• _Task to complete_: Retype the lines of the listing below, from the line with "the stone bench" up to and including the line with "[1171, 638]", keeping them unchanged.

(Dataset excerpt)
►
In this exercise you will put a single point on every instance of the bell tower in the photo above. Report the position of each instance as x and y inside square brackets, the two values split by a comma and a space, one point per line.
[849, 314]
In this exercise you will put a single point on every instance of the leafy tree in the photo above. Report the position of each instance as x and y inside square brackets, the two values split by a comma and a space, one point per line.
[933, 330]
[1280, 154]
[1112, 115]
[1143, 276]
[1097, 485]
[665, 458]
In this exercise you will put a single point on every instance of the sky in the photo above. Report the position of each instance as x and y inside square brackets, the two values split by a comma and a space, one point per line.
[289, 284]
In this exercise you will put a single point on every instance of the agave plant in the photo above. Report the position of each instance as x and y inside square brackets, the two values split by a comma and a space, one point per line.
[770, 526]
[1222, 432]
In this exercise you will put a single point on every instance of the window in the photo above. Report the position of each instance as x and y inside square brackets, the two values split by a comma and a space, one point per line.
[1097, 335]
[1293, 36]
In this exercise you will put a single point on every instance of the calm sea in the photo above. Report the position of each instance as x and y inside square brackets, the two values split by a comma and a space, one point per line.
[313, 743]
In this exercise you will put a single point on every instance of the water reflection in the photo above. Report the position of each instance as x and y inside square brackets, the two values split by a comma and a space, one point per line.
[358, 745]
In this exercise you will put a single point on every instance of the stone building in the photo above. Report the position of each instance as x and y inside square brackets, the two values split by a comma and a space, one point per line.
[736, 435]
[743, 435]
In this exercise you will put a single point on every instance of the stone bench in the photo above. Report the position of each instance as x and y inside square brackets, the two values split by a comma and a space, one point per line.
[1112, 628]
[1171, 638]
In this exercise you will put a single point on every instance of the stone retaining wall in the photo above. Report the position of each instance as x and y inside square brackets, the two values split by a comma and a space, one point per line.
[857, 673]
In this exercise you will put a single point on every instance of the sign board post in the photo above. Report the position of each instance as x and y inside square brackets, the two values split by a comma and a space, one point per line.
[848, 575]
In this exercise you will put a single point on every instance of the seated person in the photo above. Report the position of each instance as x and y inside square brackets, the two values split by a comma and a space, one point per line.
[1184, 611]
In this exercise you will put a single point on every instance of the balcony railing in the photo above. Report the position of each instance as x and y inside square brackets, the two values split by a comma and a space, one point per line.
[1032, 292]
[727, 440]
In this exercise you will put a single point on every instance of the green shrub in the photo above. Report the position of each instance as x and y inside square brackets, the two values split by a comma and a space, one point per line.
◄
• _Task solution_:
In this exercise you will put a single point on every instance of the stone bench in the photo above. Report the position of each instance as x and y inside square brackets, the two values split by a comma and a space, one point per line.
[1112, 628]
[1171, 638]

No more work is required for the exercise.